- **Activity**:
Starting at the line below that contains "Target: dark trousers", print each line through the end of the records exactly as it appears.
• • • • •
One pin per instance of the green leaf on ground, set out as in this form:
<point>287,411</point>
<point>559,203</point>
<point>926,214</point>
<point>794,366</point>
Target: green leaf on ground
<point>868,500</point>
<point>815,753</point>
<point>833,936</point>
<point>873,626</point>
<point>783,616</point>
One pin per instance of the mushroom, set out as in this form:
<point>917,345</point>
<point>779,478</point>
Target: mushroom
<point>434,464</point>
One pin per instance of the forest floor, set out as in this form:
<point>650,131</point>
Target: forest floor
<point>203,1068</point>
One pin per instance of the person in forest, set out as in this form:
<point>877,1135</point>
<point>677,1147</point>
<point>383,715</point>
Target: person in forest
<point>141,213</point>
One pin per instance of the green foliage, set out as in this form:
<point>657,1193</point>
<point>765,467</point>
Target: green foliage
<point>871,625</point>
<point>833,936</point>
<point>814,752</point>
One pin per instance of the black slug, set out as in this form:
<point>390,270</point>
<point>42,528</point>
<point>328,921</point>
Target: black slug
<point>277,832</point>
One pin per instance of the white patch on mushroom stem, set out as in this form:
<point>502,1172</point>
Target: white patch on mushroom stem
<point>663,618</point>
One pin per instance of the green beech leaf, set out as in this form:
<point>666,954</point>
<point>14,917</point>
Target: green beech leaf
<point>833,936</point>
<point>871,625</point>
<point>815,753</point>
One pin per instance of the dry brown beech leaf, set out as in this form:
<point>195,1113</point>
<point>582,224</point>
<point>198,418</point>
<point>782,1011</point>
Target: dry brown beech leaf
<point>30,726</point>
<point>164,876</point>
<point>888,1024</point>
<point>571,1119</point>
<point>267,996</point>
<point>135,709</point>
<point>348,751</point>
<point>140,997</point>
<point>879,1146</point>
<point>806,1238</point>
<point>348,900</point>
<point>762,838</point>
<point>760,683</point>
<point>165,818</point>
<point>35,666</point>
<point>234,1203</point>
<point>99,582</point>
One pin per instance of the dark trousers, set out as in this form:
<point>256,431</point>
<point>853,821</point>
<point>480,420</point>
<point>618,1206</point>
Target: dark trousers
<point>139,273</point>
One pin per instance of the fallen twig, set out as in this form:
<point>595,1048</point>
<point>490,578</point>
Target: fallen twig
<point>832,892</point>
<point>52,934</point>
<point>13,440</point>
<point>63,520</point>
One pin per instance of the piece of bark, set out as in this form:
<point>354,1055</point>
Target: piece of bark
• • • • •
- **Reply to the task**:
Target: dark trousers
<point>139,273</point>
One pin per instance of the fallen twig, set out as in this form:
<point>595,1048</point>
<point>490,578</point>
Target: fallen twig
<point>832,892</point>
<point>52,934</point>
<point>13,440</point>
<point>63,520</point>
One pin per instance of the piece of bark, set out as in this form:
<point>354,1055</point>
Target: piece of bark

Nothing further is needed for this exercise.